_WHAT IS NEEDED_:
Can you write out the material again, swapping every "keypoint" for "anchor point", keeping everything else the same and omitting the pictures?

_RECORD LIST_:
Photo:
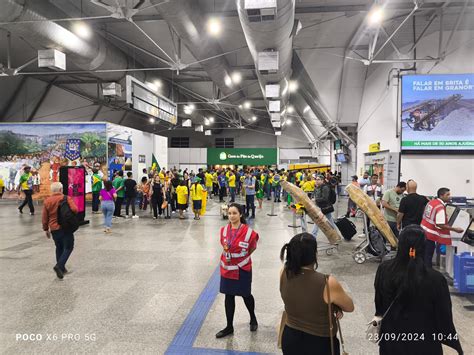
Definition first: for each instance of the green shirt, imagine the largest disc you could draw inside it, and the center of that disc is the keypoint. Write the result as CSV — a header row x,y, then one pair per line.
x,y
393,199
118,182
96,183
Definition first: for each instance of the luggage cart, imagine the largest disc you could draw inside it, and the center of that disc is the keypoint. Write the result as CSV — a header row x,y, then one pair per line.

_OUTPUT OF THE EXERCISE_:
Photo:
Definition first: for each instance of the green shirt, imagine the largest disc you could draw inside it, and the center of that disc is the anchor point. Write the result as CSV — a header row x,y, then one pair per line.
x,y
393,199
118,182
96,183
Definition first: for each instance of the luggage cart, imagine the largest disc you could draw inside it, and the center of that disc is the anchor point. Write the result as CSV — a header row x,y, then one pair per line.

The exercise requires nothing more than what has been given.